=== DATA SUPPLIED ===

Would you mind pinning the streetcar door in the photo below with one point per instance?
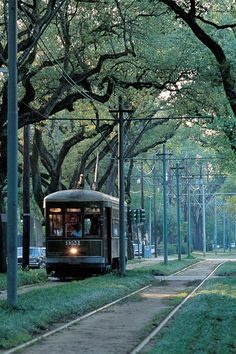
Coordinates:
(108, 232)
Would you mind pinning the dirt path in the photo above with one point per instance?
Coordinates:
(118, 329)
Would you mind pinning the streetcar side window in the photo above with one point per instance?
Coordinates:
(55, 222)
(91, 221)
(115, 222)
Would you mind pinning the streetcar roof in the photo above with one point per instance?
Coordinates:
(79, 195)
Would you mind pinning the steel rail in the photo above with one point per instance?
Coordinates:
(80, 318)
(146, 340)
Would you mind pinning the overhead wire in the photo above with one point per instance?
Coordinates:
(58, 67)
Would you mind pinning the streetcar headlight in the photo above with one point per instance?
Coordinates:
(73, 250)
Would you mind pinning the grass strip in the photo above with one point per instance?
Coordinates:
(40, 308)
(31, 276)
(206, 324)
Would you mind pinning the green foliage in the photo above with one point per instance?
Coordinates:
(41, 307)
(209, 320)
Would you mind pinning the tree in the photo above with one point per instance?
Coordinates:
(213, 24)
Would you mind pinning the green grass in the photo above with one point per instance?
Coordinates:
(206, 324)
(39, 308)
(25, 278)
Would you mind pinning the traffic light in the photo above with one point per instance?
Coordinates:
(133, 215)
(142, 215)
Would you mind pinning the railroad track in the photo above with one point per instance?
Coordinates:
(146, 340)
(26, 347)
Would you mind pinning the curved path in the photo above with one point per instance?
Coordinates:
(120, 328)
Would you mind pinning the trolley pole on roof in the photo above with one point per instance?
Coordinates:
(12, 152)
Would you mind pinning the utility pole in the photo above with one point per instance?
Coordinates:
(154, 205)
(165, 236)
(203, 220)
(215, 225)
(142, 207)
(177, 168)
(150, 222)
(121, 187)
(224, 230)
(26, 198)
(121, 184)
(189, 218)
(12, 152)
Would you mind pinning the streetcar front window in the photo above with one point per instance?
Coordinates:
(55, 223)
(73, 222)
(91, 221)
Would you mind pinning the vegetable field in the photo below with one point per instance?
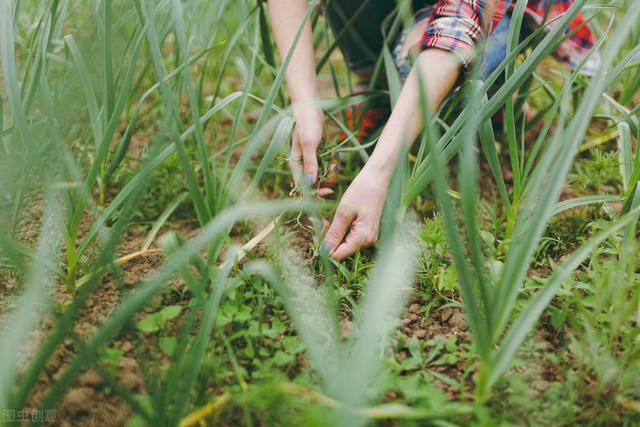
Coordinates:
(158, 266)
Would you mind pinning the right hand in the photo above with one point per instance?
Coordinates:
(307, 136)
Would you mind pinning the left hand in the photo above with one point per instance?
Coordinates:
(361, 208)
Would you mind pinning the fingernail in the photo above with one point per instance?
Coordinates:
(308, 179)
(325, 249)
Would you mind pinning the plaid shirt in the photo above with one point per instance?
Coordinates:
(456, 25)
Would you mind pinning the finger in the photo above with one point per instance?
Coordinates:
(333, 174)
(294, 161)
(309, 164)
(341, 222)
(360, 236)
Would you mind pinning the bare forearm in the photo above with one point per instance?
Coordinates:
(439, 72)
(286, 18)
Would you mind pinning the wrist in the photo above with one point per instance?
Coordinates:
(380, 167)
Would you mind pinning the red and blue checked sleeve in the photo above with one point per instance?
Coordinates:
(457, 25)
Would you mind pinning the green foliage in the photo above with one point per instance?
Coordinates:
(118, 112)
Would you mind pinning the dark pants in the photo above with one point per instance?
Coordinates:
(357, 27)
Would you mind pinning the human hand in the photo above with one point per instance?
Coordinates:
(307, 136)
(361, 208)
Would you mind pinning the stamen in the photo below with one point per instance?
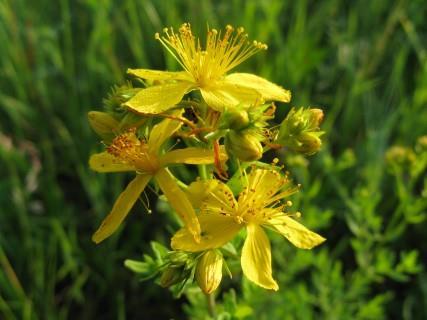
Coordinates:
(220, 54)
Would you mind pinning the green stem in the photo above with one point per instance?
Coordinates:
(203, 172)
(211, 305)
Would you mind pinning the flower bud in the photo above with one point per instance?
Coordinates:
(300, 130)
(170, 277)
(102, 123)
(421, 145)
(399, 157)
(209, 271)
(236, 119)
(246, 146)
(179, 258)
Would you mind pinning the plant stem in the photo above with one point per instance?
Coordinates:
(211, 305)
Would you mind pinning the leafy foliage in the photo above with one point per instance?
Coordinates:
(364, 63)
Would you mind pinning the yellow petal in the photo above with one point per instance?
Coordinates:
(262, 185)
(160, 98)
(226, 94)
(198, 190)
(267, 89)
(256, 258)
(179, 201)
(163, 130)
(121, 208)
(217, 230)
(106, 162)
(159, 75)
(295, 232)
(191, 156)
(214, 197)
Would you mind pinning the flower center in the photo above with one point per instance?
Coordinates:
(222, 52)
(129, 149)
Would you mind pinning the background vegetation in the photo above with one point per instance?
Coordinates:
(364, 62)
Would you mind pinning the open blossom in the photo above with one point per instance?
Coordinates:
(127, 152)
(259, 205)
(205, 69)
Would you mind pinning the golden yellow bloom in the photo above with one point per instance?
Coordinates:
(209, 271)
(259, 204)
(205, 70)
(129, 153)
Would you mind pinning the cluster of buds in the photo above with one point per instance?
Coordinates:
(223, 123)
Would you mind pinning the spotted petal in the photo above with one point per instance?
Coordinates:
(163, 130)
(179, 201)
(256, 258)
(160, 98)
(226, 95)
(159, 75)
(217, 230)
(268, 90)
(191, 155)
(106, 162)
(295, 232)
(121, 208)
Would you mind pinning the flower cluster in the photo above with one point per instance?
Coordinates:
(223, 123)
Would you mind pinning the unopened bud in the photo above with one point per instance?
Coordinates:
(300, 130)
(170, 277)
(209, 271)
(246, 146)
(399, 157)
(178, 258)
(236, 119)
(102, 123)
(421, 145)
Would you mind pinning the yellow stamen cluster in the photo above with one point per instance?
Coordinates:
(129, 149)
(262, 198)
(222, 52)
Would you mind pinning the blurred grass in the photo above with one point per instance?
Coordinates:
(364, 62)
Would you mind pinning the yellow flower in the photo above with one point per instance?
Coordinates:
(222, 217)
(205, 70)
(209, 271)
(129, 153)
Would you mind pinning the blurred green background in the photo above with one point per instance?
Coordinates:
(363, 62)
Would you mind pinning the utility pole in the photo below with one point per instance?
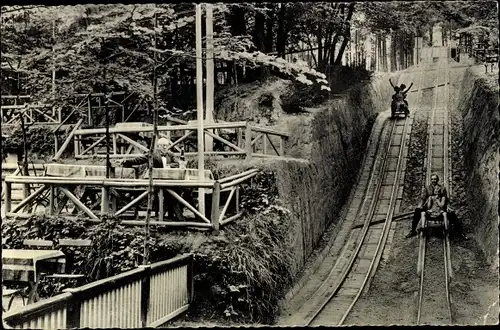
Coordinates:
(199, 106)
(54, 65)
(154, 141)
(210, 73)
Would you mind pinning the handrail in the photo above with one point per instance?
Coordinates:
(237, 176)
(35, 309)
(88, 131)
(112, 182)
(160, 128)
(268, 131)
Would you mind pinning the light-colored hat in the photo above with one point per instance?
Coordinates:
(162, 141)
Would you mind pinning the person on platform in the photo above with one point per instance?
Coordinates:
(405, 91)
(435, 201)
(162, 158)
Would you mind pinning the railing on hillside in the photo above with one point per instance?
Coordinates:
(100, 195)
(11, 111)
(147, 296)
(240, 139)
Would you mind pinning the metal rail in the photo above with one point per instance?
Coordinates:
(366, 226)
(423, 238)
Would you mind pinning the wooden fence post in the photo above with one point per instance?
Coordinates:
(216, 206)
(51, 200)
(161, 204)
(8, 196)
(239, 133)
(265, 137)
(104, 200)
(190, 276)
(145, 294)
(248, 141)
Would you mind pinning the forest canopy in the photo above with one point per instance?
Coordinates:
(115, 47)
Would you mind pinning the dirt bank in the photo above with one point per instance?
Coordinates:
(474, 288)
(331, 137)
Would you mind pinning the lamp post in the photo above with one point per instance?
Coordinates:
(199, 106)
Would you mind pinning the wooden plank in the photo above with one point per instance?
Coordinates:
(224, 141)
(269, 131)
(215, 206)
(226, 205)
(29, 199)
(230, 219)
(65, 144)
(79, 204)
(189, 206)
(91, 131)
(132, 203)
(134, 143)
(248, 142)
(93, 145)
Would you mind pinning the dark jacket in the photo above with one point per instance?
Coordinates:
(439, 190)
(157, 161)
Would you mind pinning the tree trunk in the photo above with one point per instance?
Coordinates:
(384, 53)
(347, 33)
(269, 39)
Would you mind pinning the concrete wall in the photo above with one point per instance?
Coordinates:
(330, 141)
(478, 104)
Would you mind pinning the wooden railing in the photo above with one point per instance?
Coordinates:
(147, 296)
(234, 139)
(30, 113)
(101, 195)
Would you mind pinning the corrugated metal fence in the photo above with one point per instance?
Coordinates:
(144, 297)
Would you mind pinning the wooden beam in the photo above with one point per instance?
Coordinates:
(79, 204)
(65, 144)
(145, 129)
(230, 219)
(134, 143)
(93, 145)
(272, 145)
(216, 206)
(239, 175)
(248, 142)
(269, 131)
(189, 206)
(238, 181)
(256, 139)
(226, 205)
(30, 198)
(217, 137)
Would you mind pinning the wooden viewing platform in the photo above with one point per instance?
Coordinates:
(235, 139)
(122, 194)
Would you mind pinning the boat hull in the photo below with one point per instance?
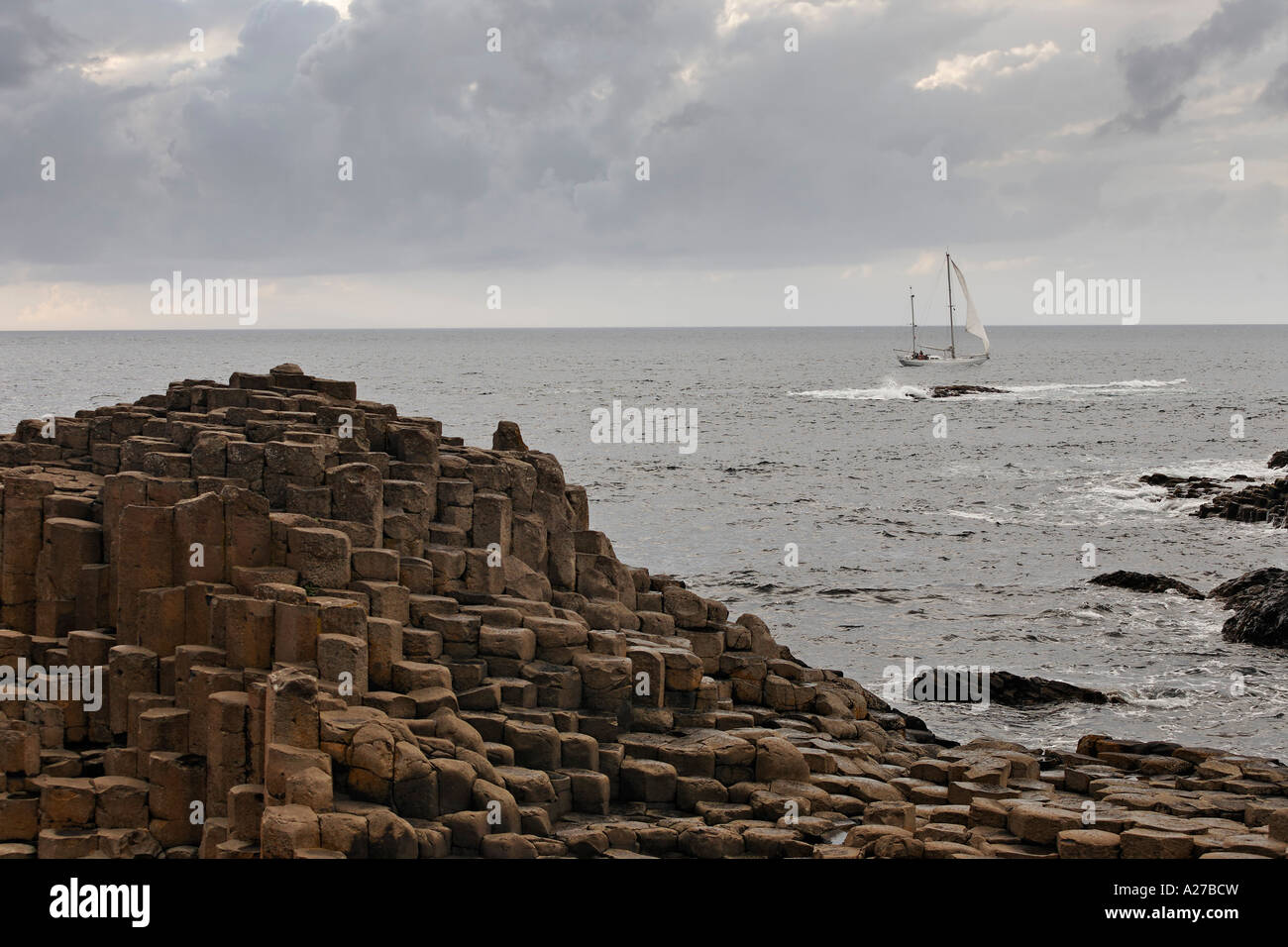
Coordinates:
(940, 363)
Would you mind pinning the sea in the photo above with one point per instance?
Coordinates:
(868, 525)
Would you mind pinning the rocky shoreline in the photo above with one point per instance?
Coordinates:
(326, 630)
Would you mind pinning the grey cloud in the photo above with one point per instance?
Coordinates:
(465, 158)
(1155, 73)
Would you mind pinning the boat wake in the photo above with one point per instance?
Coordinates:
(894, 390)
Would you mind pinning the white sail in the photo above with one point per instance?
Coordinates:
(973, 325)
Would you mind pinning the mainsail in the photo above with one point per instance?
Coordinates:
(973, 325)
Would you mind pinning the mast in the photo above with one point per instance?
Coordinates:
(948, 272)
(913, 307)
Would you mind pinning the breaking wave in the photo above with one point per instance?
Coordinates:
(894, 390)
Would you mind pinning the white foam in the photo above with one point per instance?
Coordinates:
(893, 390)
(889, 390)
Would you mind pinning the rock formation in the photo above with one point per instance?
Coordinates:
(1261, 502)
(325, 630)
(1145, 581)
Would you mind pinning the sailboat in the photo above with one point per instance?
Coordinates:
(918, 359)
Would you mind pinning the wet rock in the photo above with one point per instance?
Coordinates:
(1261, 611)
(1145, 581)
(506, 437)
(957, 390)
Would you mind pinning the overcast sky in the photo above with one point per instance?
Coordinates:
(518, 167)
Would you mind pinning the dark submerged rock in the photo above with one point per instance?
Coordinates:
(1145, 581)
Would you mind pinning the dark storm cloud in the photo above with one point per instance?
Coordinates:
(1275, 94)
(1157, 73)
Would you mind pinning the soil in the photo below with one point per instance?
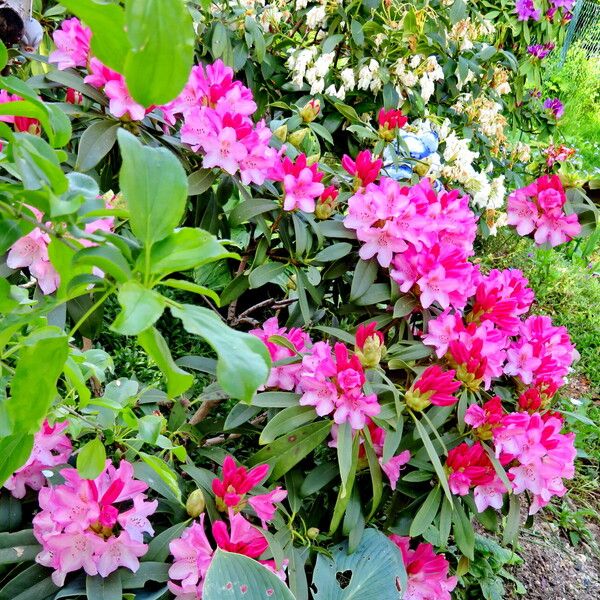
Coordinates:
(555, 570)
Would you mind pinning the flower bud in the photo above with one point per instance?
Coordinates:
(281, 132)
(297, 137)
(311, 110)
(195, 504)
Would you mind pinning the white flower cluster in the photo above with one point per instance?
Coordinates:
(307, 64)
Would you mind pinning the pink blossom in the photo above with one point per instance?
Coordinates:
(51, 447)
(72, 45)
(83, 525)
(427, 572)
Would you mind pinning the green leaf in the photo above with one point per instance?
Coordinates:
(426, 513)
(375, 571)
(464, 535)
(178, 381)
(95, 143)
(288, 450)
(433, 457)
(104, 588)
(141, 309)
(107, 22)
(244, 361)
(334, 252)
(91, 459)
(154, 185)
(33, 389)
(185, 249)
(285, 421)
(238, 577)
(265, 273)
(201, 180)
(14, 452)
(166, 474)
(162, 41)
(357, 33)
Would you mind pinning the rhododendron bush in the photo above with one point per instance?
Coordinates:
(330, 394)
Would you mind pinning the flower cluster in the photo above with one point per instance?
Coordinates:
(51, 447)
(96, 525)
(427, 571)
(31, 251)
(193, 551)
(539, 208)
(232, 490)
(425, 238)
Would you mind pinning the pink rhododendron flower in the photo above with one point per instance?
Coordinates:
(72, 45)
(51, 447)
(539, 208)
(284, 377)
(544, 455)
(427, 571)
(333, 382)
(84, 523)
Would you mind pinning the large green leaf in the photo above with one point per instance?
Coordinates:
(162, 40)
(141, 309)
(244, 361)
(373, 572)
(155, 187)
(107, 22)
(33, 388)
(238, 577)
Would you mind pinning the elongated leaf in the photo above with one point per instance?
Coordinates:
(426, 513)
(141, 309)
(107, 22)
(373, 572)
(287, 451)
(244, 361)
(104, 588)
(178, 381)
(285, 421)
(162, 39)
(95, 143)
(155, 186)
(91, 459)
(238, 577)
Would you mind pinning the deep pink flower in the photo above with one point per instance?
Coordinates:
(72, 45)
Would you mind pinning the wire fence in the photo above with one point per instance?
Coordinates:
(584, 28)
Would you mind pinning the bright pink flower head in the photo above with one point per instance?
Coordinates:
(51, 447)
(301, 184)
(427, 571)
(236, 483)
(364, 168)
(91, 524)
(391, 119)
(243, 538)
(434, 386)
(72, 45)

===

● **WRITTEN PROBLEM**:
Rewrite the stretch of the records from the line containing "Would you mind pinning the large" through the end, changing "pink" to "magenta" and leaving everything else unchanged.

● **EXERCISE RESULT**:
Would you mind pinning the large green leaf in the photo above with one point per instance?
Coordinates:
(162, 40)
(141, 309)
(244, 361)
(373, 572)
(155, 187)
(107, 22)
(33, 388)
(238, 577)
Would you mind pinning the elongated leaf in the photo above with one point per instance?
Coordinates:
(426, 513)
(141, 309)
(107, 22)
(373, 572)
(287, 451)
(244, 361)
(104, 588)
(178, 381)
(285, 421)
(162, 39)
(95, 143)
(155, 186)
(91, 459)
(238, 577)
Would you mind pinning the deep magenta flower in the photo above with one point per instance?
Coordinates:
(72, 45)
Would you mind pinning the wire fence in the photo above with one point per instance?
Coordinates:
(584, 28)
Would you mind pinning the bright magenta flower head in the photo above with one point per instance?
Coordinates:
(51, 447)
(301, 184)
(427, 571)
(236, 483)
(364, 168)
(91, 524)
(391, 119)
(243, 538)
(434, 386)
(72, 45)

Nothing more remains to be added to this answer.